▶ _EXERCISE_: All lines from the line containing "Pick out every instance of the boy's hand" up to and including the last line of the listing below should be echoed exactly; no other lines belong in the response.
>> Begin SOURCE DATA
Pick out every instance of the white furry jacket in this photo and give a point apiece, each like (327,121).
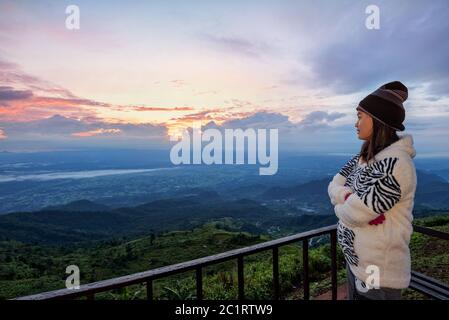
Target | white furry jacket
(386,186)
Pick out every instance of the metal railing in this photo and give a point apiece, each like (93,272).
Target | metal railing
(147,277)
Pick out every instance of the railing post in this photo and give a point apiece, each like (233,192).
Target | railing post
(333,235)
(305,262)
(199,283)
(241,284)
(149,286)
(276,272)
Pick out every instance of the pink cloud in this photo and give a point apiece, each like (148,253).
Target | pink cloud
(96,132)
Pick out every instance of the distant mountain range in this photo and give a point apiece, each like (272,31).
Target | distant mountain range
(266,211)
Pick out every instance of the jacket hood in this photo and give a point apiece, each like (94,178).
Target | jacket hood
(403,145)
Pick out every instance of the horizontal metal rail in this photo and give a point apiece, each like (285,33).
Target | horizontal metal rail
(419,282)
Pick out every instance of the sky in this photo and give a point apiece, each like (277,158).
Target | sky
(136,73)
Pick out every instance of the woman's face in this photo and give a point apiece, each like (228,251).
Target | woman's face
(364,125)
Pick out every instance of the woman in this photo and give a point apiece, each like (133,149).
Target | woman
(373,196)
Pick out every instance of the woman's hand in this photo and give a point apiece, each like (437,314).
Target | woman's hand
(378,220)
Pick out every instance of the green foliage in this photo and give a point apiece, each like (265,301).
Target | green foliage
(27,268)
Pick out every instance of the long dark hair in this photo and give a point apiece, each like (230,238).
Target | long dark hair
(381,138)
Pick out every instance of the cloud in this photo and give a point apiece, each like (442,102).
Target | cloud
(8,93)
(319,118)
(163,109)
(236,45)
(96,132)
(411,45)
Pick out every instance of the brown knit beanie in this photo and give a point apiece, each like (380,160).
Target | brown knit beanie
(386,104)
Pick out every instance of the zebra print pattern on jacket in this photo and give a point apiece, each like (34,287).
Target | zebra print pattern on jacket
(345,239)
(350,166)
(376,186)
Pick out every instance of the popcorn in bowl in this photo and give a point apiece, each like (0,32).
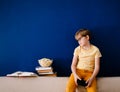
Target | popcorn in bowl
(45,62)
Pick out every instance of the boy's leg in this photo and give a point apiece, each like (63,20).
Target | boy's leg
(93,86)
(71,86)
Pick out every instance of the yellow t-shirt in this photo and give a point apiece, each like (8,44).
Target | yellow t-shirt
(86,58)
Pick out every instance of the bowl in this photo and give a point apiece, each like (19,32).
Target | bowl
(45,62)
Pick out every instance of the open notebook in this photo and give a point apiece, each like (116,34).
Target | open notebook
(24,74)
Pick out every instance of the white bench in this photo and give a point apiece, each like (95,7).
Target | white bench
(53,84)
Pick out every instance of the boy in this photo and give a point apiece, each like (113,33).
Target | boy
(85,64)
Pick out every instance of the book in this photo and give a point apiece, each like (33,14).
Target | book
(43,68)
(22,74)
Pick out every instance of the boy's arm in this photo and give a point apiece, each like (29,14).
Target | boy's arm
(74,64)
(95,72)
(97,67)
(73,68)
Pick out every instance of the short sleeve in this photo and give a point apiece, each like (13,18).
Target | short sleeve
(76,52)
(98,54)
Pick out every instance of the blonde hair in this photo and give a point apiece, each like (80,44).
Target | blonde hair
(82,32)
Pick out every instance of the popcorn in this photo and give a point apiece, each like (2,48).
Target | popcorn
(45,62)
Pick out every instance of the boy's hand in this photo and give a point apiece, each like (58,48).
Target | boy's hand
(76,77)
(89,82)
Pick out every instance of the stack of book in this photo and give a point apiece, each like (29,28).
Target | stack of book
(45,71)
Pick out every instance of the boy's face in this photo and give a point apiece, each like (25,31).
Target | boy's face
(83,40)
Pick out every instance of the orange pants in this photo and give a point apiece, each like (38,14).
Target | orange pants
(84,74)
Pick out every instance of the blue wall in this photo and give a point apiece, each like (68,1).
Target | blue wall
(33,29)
>> End SOURCE DATA
▶ _RESULT FOR THIS TASK_:
Pick out every instance of the boy's hand in this photo and give a point apiece, each like (58,48).
Target | boy's hand
(76,77)
(89,82)
Pick out every instance of the stack of book in this photo and give a point apiece, each like (29,28).
Target | stack of book
(45,71)
Pick out every instance of the boy's face in this photo and give a point apiece, each like (25,31).
Target | boy's face
(83,40)
Pick out every instance of the orange pants in this photo and give a point apiece, each like (38,14).
Target | orange pants
(84,74)
Pick out every instance of the blue wall in this photo and give a point apiece, each like (68,1).
Target | blue wall
(33,29)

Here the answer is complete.